▶ **The task**
Set down each entry exactly as given; pictures should not appear in the copy.
══════
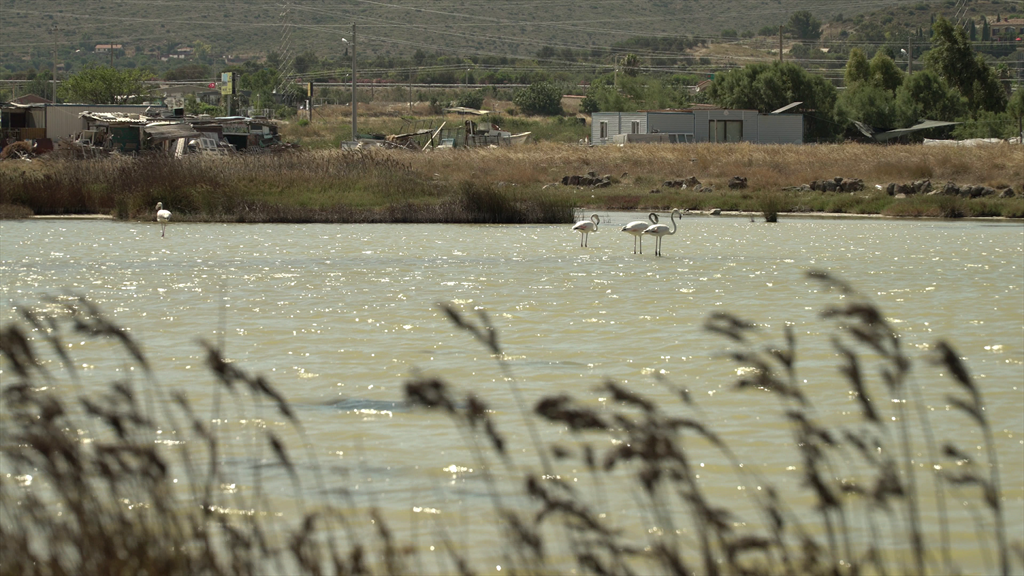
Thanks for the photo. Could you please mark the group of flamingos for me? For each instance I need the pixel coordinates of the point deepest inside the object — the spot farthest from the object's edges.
(636, 228)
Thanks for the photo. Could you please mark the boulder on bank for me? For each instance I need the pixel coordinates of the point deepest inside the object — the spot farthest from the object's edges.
(691, 181)
(737, 182)
(591, 179)
(839, 183)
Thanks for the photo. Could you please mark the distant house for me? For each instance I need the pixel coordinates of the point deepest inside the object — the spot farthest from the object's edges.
(182, 52)
(31, 98)
(696, 125)
(33, 121)
(1006, 27)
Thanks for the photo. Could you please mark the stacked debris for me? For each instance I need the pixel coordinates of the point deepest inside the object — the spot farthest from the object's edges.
(683, 183)
(949, 189)
(839, 183)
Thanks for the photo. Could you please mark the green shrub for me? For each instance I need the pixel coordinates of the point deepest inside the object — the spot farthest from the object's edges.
(543, 98)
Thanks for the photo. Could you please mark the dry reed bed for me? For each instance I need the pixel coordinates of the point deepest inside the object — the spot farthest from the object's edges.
(380, 186)
(85, 487)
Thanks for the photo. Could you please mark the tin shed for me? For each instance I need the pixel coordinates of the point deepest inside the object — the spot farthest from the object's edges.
(714, 125)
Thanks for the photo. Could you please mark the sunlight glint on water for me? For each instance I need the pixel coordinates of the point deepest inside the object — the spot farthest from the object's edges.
(339, 316)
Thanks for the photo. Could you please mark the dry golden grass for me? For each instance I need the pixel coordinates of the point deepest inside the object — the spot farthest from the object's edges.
(766, 167)
(320, 184)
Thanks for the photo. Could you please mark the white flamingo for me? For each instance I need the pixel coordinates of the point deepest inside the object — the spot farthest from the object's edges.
(662, 231)
(636, 228)
(162, 216)
(585, 228)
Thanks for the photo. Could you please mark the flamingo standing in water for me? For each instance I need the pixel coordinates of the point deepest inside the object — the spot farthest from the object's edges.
(585, 228)
(162, 216)
(636, 228)
(662, 231)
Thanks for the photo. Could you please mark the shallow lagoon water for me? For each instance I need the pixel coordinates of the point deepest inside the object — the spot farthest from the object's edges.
(339, 317)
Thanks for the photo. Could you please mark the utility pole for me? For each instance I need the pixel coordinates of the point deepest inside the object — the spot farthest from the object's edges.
(355, 136)
(780, 43)
(53, 31)
(909, 54)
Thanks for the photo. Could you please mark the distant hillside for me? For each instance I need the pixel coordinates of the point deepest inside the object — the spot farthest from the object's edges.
(560, 31)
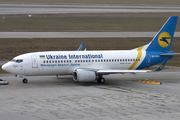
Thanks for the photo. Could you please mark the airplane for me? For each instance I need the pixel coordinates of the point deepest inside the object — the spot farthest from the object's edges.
(92, 65)
(81, 47)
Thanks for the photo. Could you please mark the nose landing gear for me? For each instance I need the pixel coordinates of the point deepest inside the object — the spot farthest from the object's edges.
(25, 80)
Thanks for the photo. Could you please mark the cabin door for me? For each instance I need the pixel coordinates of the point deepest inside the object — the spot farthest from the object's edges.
(34, 61)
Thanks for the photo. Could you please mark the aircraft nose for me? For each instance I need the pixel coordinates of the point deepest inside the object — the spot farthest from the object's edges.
(6, 67)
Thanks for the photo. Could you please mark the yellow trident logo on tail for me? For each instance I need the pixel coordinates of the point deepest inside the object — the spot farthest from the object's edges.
(164, 39)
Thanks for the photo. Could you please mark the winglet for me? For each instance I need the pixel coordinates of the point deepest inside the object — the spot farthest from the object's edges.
(162, 65)
(81, 47)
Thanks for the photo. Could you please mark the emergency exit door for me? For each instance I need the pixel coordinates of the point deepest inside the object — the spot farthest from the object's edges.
(34, 61)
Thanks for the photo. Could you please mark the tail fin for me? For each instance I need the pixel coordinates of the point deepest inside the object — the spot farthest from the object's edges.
(163, 39)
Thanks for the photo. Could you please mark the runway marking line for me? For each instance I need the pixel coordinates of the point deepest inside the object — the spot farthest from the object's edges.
(149, 82)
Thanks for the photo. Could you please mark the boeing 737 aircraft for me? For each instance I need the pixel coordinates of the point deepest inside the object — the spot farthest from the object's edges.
(92, 65)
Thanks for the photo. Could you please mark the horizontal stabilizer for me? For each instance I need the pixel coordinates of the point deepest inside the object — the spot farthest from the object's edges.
(162, 65)
(166, 54)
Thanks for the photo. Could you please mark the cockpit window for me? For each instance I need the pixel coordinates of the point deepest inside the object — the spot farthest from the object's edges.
(13, 60)
(17, 61)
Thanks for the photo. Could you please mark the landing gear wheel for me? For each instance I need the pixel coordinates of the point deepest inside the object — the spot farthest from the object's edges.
(24, 80)
(101, 80)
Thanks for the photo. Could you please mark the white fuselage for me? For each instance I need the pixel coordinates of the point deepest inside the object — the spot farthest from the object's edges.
(64, 63)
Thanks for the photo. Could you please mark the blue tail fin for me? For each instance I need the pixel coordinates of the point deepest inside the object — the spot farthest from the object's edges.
(163, 39)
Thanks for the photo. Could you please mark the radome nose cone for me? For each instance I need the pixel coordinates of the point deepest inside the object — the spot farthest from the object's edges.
(6, 67)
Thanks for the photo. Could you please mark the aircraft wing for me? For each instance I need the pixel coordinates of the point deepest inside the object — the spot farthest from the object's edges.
(116, 71)
(166, 54)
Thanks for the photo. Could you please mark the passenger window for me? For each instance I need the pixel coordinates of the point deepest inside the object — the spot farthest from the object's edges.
══════
▶ **Solved problem**
Thanks for the photo. Could you please mark the group of flamingos for me? For each instance I need the pixel coordinates of the point deepest inside the object — the spot farthest from the object's edges.
(636, 228)
Thanks for the photo. Could you please mark the boulder on bank for me? For each instance I need the pixel coordinates of the point deepest inside the object — the spot farthest from the object's edges.
(691, 181)
(737, 182)
(591, 179)
(839, 183)
Thanks for the photo. Could you please mark the distant house for me? For each instance I need the pixel coordinates of the point deepest inside the object — the spot farthest from the object's edges.
(182, 52)
(31, 98)
(696, 125)
(33, 121)
(1006, 27)
Thanks for the photo. Could you please mark the stacked debris for me? For each instance I need the pixel coordinates of the point deepest inside the object — the spot farthest from the object's edges.
(683, 183)
(949, 189)
(839, 183)
Thanks for the photo. Could you please mark the green shrub for me? For each instance I need the pixel coordinates of the point deepest inside the object — the spot farthest from the object's edges.
(543, 98)
Thanks for the photo. Could you please mark the dry reed bed for me? For each instance I need the pixel coordinates of the point deepest inside the object — the spot farthest from the object's edges.
(380, 186)
(85, 487)
Thanks for the photo. Could you please mark the tin shed for me? For each instance I need the pixel coordinates of the point deepest inside the object — the spot farthest from the object's edges.
(714, 125)
Thanks for the photo. Could you please mark the sunlight glint on water for me? For each instance I need the pixel coordinates of the point deepest inside the object — the spot farthest from the object's edges.
(339, 316)
Thanks for the photo. Could you please mark the dry golden grass for me? For each instance I need the pixel coordinates of the point deepest inside the object — the spot farthest from the object's edges.
(766, 167)
(320, 184)
Thanks for the photo. Could you please mark the white flamingo for me? For each instance I need the pixel coordinates of the point deepest inside the object — the spot farthest from the object's edges.
(662, 231)
(636, 228)
(162, 216)
(585, 228)
Thanks for the photo. Could you please mark the flamingo standing in water for me? For each instance I need the pixel coordinates of the point deepest inside the object — the spot farthest from the object's edges.
(585, 228)
(162, 216)
(636, 228)
(662, 231)
Thanks for the photo. Could you please mark the shallow lagoon water for me? For each instance I need the pixel coordinates of the point deepest inside the object — the spot farthest from the object's edges.
(339, 317)
Thanks for the photo. Could you please mark the utility pole for me? For each instance I need the pixel coordinates of the point deepest inside the object — the spot farthest from the object's edges.
(355, 136)
(780, 43)
(53, 31)
(909, 54)
Thanks for the photo. Could you please mark the distant hillside for me? For each instance I need the pixel coordinates of the point deepest inside the object — the spot farthest from the object's edges.
(560, 31)
Thanks for the photo. Could you please mark the airplane for me? For each instance I need the pixel coordinates of the point deepest inside the object — the spot farthest from the object's edges.
(92, 65)
(81, 47)
Thanks for the photo. Could you please mark the nose landing gear for me? For each instance I need the pixel coordinates of the point deepest inside the object — the spot farthest from the object's edges.
(25, 80)
Thanks for the photo. Could you please mark the cabin door for me? For each instance I need the pixel coordinates of the point deepest inside the object — the spot farthest from the object's edges.
(34, 61)
Thanks for the photo. Could you please mark the aircraft nose for me? For each instance I need the pixel coordinates of the point deepest inside the object — the spot farthest from the object's edges.
(6, 67)
Thanks for the photo. Could you please mark the yellow trident logo on tail for me? For each instance I need the pixel coordinates of the point deepest inside the object — the spot farthest from the object's edges.
(164, 39)
Thanks for the photo. Could you please mark the winglet for me? For each instance I need the pixel coordinates of the point deepest inside the object — the spot farthest from the object's edges.
(162, 65)
(81, 47)
Thanks for the photo. Could you please mark the emergency exit door for me? For each instance I need the pixel coordinates of the point deepest inside the object — the spot farthest from the object's edges.
(34, 61)
Thanks for the photo. Could you please mark the tail fin for me? For each instance I need the pixel coordinates of the point deepest inside the object — the spot farthest from the object's edges.
(163, 39)
Thanks for the photo. Could you please mark the runway marking line for me? For each instance I need the pixel coordinates of the point deepest inside the object — the spot farthest from the object's edges.
(149, 82)
Thanks for the photo. Could you please mark the boeing 737 aircraft for me? For each instance I need the pixel coordinates of the point deepest inside the object — the spot farthest from the object's edges.
(92, 65)
Thanks for the photo. Could you please mark the horizontal stabilizer for me? For each instance I need the pixel coordinates of the point deepest inside the object — the spot farthest from the object's edges.
(162, 65)
(166, 54)
Thanks for the photo. Could you please mark the cockpit window for me? For each instance I need the pixel coordinates of the point deepest inside the object — the spot farthest from the object's edges.
(13, 60)
(17, 61)
Thanks for the photo. Could you please mark the landing gear wheel for me? For each instance I need the pixel coordinates of the point deepest inside the object — the spot farthest from the object's edges.
(24, 80)
(101, 80)
Thanks for the photo. Could you please mark the white fuselage for me? For each instance I need the pixel coordinates of the point deepest inside the object — the spot farthest from the object's edges.
(64, 63)
Thanks for the photo. Could you please mark the blue tail fin for me? For each instance I need the pixel coordinates of the point deepest inside the object — the spot farthest from the object's edges.
(163, 39)
Thanks for the photo. Could you please mark the radome nose cone for me? For each instance I need the pixel coordinates of the point deepest inside the object — the spot farthest from the object's edges.
(6, 67)
Thanks for the photo. Could you please mark the aircraft wing for me? For each instance I need the pixel coordinates of the point deepest inside the object — the spot farthest from the object's edges.
(116, 71)
(166, 54)
Thanks for the photo. Could you please mark the passenger window for me? For each instance I need the pixel coordinates of the point deepest inside the object — the spot farthest from the object's edges.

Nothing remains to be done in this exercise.